* JOB A
In the passage on ducts and hydronics, what size flexible tube can be routed through small holes near the center of the joists?

* READING TEXT
-------------------------

By contrast, a flexible 3/4-in. tube, having equal heat transport capacity, can be easily routed through small holes near the center of the joists with very little affect on their strength.

Figure 2

More advice

Here’s yet another statement from the NAHB brief: “If ducts are run perpendicular to floor joints and open-web floor trusses are not used, it may be necessary to construct bulkheads for the duct runs.”

I assume “bulkheads” means framing around the ducting so that it can later be covered over with drywall. An example of this practice is shown in Figure 4.

Duct placement can be a problem even when ducting runs parallel with the joists. Structural cross-bracing, blocking, recessed light fixtures or headers may be in the way. There also could be plenty of wiring and piping to contend with if the plumber or electrician was on the job before the heating contractor.

The NAHB brief provides advice intended to “simplify the process of bringing ducts into conditioned space” but also warns that one of the potential details for doing this -transfer grilles through walls - may not be appreciated by the owners.

1. “Transfer grilles from bedrooms, combined with central returns, simplify the process of bringing ducts into conditioned space.”

2. “When transfer grilles are used, homeowners may be concerned about noise transmission through walls.”

Figure 3

What's the point?

I suspect some of you perceive me as a “duct hater.” Well, I’ll admit that blowing air - a fluid with relatively poor heat transport properties - through conduits that are often difficult to integrate into buildings without aesthetic or structural compromises never made much sense to me. This dilemma is what got me interested in hydronics as the better way to move heat through buildings.

Still, it would be foolish of me to think ducted systems will someday disappear from the HVAC industry. They are certainly needed for ventilation and with a multibillion-dollar-per-year North American industry sustained by their use, I don’t expect them to go away anytime soon.

Solutions such as “ductless” heat pumps provide an alternative to the installation contortions often required with conventional ducts. So do the small diameter flex ducts used in “high-velocity” air handling systems. We’ve designed several systems using the latter in combination with chilled water cooling.

After reading the NAHB and DOE publications on this subject, I felt it was time to remind readers to look at the big picture and recognize several points that support the case for hydronics. Here are a few for your consideration:

  • A properly proportioned duct system is simply not easy to install in a typical wood-framed house. The DOE and NAHB can provide advice such as: “To place ducts in conditioned space, builders use a variety of methods including constructing bulkheads, dropped soffits, tray ceilings, running ducts through open-web floor joists, and placing ducts in closets, conditioned crawlspaces and attics.” But such advice still describes Band-Aids rather than elegant and simple solutions.

-------------------------

* GIVEN ENTRIES
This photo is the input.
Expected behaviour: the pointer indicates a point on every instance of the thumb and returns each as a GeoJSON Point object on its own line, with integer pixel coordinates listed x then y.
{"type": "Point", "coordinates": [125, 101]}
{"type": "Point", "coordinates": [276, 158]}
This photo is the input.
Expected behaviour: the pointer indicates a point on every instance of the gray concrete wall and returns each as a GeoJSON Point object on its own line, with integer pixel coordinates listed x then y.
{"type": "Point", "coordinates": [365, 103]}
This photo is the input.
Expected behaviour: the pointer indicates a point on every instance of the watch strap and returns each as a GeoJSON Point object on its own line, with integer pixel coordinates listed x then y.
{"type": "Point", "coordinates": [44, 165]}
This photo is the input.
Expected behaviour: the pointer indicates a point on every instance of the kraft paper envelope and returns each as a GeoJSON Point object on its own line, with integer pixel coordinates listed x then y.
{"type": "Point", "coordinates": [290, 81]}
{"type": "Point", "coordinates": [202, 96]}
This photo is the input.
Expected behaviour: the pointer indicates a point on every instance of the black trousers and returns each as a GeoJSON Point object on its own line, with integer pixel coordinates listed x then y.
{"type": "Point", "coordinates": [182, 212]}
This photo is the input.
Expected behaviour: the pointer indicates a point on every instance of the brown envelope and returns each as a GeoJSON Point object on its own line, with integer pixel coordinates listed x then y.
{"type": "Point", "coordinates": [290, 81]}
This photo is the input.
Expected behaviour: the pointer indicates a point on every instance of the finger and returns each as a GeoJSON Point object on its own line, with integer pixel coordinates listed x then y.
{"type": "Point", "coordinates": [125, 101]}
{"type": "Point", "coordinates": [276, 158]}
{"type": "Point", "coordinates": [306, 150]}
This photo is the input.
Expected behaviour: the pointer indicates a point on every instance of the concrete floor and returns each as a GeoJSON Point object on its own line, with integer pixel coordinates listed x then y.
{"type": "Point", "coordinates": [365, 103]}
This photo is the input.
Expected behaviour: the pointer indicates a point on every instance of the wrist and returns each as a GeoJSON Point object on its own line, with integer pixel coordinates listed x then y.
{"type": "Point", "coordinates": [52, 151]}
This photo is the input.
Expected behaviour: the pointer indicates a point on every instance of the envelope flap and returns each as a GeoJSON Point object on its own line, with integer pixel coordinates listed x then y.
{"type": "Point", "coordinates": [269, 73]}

-------------------------

* JOB B
List every line in the entries above that contains the word "concrete". Case counts.

* WRITTEN SOLUTION A
A 3/4-in. tube.

* WRITTEN SOLUTION B
Expected behaviour: the pointer indicates a point on every instance of the gray concrete wall and returns each as a GeoJSON Point object on its own line, with integer pixel coordinates listed x then y.
Expected behaviour: the pointer indicates a point on every instance of the concrete floor and returns each as a GeoJSON Point object on its own line, with integer pixel coordinates listed x then y.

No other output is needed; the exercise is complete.